→ TASK OBJECTIVE: Count the lines in the listing below that contain the word "dark", with case taken into account. Give only the number.

→ SOURCE MATERIAL:
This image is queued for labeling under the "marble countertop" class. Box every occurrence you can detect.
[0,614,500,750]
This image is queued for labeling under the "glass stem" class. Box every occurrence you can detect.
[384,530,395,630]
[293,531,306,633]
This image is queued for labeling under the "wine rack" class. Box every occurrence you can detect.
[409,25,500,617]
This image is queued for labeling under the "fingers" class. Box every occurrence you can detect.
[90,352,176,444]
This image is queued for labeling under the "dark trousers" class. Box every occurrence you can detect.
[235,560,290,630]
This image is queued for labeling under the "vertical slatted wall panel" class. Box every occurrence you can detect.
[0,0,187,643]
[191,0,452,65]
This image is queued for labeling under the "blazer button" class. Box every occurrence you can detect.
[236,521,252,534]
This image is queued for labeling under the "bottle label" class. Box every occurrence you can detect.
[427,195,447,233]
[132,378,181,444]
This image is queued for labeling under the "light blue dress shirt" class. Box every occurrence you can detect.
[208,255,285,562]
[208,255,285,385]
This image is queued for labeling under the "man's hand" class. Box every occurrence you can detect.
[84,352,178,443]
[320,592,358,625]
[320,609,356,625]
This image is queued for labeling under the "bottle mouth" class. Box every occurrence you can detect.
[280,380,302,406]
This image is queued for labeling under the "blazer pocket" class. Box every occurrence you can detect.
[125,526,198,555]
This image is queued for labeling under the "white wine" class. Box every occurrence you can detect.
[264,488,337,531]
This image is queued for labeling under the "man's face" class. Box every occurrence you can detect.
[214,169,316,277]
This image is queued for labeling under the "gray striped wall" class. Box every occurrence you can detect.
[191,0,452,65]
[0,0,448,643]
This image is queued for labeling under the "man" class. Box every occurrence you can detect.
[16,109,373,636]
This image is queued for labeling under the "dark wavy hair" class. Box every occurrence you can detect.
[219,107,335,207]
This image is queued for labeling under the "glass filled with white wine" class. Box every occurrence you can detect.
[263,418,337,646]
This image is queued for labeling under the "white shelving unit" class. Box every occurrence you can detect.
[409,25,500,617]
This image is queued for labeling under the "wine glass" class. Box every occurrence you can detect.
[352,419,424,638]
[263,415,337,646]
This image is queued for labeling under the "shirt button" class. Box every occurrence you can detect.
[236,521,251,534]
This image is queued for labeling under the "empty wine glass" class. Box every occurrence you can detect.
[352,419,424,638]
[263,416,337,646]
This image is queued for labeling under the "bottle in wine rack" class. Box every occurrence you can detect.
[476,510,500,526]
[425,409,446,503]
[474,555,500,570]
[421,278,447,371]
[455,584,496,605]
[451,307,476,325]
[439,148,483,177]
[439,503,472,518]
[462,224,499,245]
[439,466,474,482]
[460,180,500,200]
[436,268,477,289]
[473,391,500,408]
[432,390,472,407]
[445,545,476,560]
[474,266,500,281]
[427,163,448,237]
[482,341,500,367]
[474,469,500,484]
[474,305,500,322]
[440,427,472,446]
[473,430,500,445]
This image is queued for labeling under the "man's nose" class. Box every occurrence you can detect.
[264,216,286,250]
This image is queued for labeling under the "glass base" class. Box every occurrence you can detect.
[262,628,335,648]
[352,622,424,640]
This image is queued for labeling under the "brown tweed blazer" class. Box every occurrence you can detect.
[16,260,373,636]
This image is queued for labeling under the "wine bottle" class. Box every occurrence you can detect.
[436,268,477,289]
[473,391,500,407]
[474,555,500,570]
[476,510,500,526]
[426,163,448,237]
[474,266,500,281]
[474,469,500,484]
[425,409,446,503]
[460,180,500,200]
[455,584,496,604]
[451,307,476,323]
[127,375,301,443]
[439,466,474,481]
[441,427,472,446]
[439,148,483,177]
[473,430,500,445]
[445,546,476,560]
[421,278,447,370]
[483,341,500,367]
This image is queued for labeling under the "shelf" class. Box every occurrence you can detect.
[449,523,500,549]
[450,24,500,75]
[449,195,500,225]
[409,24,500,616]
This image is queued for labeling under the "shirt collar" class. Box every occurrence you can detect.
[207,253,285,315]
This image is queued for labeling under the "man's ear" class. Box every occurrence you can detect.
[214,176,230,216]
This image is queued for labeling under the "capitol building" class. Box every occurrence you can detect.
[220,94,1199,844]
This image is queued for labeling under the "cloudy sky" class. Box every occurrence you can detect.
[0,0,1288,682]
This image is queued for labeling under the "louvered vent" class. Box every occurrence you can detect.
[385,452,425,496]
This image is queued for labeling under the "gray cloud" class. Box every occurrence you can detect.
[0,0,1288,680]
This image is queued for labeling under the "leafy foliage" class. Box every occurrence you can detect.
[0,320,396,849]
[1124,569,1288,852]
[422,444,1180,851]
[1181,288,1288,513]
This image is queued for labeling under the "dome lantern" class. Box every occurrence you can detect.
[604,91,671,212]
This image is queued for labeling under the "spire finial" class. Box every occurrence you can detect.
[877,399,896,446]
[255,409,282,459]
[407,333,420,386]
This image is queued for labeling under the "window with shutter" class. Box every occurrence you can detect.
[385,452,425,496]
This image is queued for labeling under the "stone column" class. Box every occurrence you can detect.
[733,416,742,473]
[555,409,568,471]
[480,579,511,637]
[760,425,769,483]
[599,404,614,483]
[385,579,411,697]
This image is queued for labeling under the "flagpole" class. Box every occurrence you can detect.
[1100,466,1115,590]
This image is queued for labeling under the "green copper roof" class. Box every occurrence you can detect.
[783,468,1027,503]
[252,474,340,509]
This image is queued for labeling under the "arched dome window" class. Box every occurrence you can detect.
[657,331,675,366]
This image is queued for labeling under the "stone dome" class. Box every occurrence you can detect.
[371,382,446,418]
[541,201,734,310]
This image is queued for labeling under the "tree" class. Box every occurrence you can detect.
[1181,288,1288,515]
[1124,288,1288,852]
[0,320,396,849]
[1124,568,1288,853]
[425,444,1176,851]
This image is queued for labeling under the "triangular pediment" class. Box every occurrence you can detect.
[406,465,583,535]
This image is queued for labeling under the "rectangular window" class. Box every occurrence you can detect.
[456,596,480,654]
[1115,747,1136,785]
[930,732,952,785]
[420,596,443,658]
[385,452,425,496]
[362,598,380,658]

→ EXPECTED OUTPUT: 2